Task input:
● ● ● ●
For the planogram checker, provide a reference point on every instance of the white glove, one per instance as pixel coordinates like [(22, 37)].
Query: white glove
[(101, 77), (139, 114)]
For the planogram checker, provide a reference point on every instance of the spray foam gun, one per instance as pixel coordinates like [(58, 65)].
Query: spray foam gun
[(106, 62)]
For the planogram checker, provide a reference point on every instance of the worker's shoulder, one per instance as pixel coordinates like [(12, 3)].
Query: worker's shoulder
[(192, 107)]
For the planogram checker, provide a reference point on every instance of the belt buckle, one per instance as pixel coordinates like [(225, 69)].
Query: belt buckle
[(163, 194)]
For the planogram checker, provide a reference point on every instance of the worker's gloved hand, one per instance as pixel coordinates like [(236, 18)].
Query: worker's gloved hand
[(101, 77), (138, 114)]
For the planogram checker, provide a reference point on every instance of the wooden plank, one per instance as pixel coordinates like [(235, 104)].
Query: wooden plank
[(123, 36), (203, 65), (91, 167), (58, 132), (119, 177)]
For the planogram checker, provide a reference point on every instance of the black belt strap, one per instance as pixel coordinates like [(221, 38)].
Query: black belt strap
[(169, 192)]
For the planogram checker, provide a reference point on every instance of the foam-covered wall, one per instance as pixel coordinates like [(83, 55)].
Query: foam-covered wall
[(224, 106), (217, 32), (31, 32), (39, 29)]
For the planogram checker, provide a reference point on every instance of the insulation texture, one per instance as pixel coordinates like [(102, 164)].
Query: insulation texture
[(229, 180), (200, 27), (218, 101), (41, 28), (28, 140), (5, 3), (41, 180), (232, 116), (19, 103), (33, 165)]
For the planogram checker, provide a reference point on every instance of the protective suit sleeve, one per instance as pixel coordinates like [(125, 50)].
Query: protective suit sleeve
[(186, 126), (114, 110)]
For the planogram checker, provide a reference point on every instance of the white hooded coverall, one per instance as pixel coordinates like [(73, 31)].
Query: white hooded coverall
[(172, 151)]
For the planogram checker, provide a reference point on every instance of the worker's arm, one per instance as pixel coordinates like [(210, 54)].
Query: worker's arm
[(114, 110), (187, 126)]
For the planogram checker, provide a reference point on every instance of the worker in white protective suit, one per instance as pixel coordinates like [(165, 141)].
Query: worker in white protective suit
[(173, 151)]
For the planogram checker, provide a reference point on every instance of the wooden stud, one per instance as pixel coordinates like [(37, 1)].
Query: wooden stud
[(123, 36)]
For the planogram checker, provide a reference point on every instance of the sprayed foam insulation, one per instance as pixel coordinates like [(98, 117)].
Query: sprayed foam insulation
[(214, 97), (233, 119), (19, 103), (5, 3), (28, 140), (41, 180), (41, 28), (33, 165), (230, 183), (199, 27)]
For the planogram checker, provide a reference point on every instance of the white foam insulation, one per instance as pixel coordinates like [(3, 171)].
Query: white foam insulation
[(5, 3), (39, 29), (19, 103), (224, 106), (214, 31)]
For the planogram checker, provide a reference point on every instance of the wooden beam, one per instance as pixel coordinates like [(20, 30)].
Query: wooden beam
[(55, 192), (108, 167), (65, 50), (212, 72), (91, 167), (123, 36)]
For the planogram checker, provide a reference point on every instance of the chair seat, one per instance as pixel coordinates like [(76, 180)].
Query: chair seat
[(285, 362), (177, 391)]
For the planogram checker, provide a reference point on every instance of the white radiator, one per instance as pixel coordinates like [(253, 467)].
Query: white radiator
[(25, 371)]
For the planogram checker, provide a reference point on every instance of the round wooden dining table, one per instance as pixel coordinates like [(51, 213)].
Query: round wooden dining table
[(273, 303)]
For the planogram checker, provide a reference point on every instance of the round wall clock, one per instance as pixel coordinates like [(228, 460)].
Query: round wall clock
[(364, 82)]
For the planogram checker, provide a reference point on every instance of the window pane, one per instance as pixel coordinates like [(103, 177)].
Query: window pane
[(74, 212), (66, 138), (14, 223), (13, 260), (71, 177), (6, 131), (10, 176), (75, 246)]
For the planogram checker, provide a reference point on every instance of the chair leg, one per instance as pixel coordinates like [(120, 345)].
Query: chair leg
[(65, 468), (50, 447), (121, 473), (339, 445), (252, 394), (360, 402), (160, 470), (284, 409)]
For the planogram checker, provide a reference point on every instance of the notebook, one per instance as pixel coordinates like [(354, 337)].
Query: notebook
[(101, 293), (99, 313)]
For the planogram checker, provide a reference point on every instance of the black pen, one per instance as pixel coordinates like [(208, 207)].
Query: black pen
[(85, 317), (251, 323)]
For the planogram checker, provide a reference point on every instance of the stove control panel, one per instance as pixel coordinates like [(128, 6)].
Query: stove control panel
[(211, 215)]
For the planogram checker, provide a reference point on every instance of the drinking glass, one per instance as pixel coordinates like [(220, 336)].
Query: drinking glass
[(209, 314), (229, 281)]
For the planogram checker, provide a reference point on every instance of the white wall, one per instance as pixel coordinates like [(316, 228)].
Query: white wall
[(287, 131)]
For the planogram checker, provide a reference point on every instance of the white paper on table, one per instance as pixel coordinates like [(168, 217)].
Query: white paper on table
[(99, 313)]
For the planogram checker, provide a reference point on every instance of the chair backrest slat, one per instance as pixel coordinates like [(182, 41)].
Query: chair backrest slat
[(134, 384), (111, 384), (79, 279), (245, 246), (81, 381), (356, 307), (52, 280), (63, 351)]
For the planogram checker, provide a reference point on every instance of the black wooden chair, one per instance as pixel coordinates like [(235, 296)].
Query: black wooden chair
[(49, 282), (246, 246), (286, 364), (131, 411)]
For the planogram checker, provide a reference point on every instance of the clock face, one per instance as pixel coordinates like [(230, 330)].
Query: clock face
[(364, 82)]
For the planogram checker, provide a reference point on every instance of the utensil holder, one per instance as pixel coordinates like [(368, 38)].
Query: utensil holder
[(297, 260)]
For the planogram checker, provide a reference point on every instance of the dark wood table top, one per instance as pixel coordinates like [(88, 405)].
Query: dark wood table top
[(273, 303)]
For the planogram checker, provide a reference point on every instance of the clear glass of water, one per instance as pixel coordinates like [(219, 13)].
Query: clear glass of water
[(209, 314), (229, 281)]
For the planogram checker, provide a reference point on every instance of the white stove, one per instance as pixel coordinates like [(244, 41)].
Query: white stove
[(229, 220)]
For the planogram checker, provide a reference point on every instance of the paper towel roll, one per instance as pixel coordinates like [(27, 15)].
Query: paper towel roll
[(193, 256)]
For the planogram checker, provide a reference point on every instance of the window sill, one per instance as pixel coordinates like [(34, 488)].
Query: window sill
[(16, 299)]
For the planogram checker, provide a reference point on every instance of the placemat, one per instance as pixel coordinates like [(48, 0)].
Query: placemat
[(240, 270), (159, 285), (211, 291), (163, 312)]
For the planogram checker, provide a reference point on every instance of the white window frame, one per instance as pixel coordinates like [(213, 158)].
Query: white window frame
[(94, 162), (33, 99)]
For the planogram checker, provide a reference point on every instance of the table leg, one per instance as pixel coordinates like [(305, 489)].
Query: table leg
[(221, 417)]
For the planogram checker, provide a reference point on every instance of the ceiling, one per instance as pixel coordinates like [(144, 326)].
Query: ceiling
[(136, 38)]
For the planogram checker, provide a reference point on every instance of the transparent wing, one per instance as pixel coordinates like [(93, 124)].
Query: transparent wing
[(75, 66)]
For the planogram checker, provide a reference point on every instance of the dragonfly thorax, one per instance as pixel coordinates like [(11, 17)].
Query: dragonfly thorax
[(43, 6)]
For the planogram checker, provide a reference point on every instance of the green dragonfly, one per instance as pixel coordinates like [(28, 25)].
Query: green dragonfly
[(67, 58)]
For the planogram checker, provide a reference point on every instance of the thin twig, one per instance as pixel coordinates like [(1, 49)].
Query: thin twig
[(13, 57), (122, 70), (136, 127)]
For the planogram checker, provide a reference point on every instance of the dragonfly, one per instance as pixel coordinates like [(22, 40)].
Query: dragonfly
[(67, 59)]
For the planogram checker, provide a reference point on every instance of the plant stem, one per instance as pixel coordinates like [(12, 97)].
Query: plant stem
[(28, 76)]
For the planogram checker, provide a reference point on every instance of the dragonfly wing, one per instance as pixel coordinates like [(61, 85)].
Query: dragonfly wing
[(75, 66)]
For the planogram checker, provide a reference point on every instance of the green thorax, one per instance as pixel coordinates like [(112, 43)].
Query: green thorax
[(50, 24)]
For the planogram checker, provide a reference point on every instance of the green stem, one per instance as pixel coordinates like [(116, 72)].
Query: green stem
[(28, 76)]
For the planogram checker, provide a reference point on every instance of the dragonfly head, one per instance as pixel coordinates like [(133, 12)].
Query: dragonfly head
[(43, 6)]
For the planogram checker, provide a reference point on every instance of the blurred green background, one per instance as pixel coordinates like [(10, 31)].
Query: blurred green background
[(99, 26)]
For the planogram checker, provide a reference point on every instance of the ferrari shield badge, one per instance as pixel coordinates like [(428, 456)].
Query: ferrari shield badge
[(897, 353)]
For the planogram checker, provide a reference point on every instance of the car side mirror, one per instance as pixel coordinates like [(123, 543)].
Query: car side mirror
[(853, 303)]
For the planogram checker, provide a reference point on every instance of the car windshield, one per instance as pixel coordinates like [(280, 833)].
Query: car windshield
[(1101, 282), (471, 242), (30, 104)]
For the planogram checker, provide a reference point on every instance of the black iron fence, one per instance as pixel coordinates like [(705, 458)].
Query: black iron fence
● ● ● ●
What this task involves:
Rewrite the data from its first line through the line containing "[(101, 77), (139, 114)]", inclusive, as a Markdown table with the columns Row and Content, numbering each line and omitting any blank lines.

Finished task:
| Row | Content |
|---|---|
| 1 | For the planogram checker, provide a reference point on every instance of the white glove, one per instance as pixel coordinates like [(22, 37)]. |
| 2 | Query: white glove |
| 3 | [(101, 77), (139, 114)] |